Solution may be found at bilateral meeting to be held in October, in the US.
AB Wire
NEW DELHI: India, which had considered taking the United States to the World Trade Organization dispute settlement panel to resolve the issue of restriction of H-1B and L1 visas for its high tech workers, will try to iron out those differences as well as the issue of social security taxes, at the 9th Trade Policy Forum (TPF) to be held in the US in October.
India brought up the issue of restriction of H-1B and L1 visas, and the high cost imposed on visas which affected India’s IT industry, at a meeting between commerce secretary Rita Teaotia and deputy US Trade Representative (USTR) Robert Holleyman, here, on Tuesday.
According to India, the high cost of professional visas – H1B and L1 – and the corresponding higher wage implications under the US Immigration Reforms impact the country’s information technology sector and professionals, reported Business Standard.
Teaotia suggested that a high-level group be created with members from both the countries to address India’s concerns related to the US Totalisation and Social Security Act. India believes the policy is “discriminatory towards Indian workers in the US”, who end up losing their social security contributions due to “discrepancy in the visa and social security regimes”.

* _DATA FOR REVIEW_:
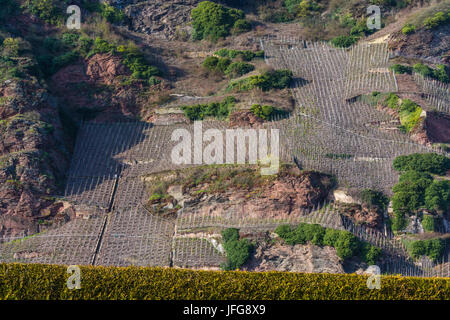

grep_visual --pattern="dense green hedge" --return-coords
[181,96,236,120]
[275,223,381,264]
[0,264,450,300]
[191,1,251,41]
[221,228,253,270]
[227,70,292,91]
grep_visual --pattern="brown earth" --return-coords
[242,243,345,273]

* _WHAT YOU ARE ASKED TO DO_:
Summarize the news article on India's visa and social security concerns with the United States in two sentences.

* _ANSWER SECTION_:
India, which had considered taking the United States to a World Trade Organization dispute settlement panel over restrictions on H-1B and L1 visas for its high tech workers, will try to resolve those differences and the issue of social security taxes at the 9th Trade Policy Forum in the US in October. At a Tuesday meeting in New Delhi with deputy US Trade Representative Robert Holleyman, commerce secretary Rita Teaotia raised the visa restrictions and high visa costs affecting India's IT industry, and she suggested a high-level group with members from both countries to address concerns about the US Totalisation and Social Security Act, which India considers discriminatory toward Indian workers in the US.